*** INPUT FOR THIS TASK ***

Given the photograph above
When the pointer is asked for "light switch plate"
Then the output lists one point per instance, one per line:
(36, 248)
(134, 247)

***
*** INPUT FOR THIS TASK ***

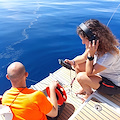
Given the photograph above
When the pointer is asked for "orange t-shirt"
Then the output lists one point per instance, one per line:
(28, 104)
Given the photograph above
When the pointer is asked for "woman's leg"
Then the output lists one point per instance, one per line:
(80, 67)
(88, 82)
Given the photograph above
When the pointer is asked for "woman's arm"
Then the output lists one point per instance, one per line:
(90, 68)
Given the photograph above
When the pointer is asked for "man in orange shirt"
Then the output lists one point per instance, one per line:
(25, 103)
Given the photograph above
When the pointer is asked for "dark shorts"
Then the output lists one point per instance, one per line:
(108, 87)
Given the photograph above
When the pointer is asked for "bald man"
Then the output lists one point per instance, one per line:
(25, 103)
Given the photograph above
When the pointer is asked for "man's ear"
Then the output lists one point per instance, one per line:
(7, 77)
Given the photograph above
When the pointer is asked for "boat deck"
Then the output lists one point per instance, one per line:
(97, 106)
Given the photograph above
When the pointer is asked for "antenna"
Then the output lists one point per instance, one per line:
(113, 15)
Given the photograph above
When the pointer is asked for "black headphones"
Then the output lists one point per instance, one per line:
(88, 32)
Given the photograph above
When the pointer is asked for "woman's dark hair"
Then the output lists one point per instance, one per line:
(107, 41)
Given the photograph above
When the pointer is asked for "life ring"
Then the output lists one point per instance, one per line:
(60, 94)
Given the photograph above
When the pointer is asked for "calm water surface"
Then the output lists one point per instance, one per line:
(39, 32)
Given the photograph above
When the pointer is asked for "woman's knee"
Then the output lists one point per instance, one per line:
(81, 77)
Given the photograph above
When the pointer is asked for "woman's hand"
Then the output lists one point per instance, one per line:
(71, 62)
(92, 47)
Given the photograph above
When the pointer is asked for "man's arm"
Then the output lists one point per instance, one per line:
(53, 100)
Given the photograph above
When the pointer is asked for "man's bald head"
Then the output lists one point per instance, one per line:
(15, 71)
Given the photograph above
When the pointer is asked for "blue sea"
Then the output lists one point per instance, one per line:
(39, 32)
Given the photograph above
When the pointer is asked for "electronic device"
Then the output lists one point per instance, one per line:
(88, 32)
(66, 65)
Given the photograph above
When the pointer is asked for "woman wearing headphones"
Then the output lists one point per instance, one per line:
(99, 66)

***

PROBLEM REQUIREMENTS.
In how many lines of the material does the word "orange" occur? Reply with only that number.

OUTPUT BELOW.
2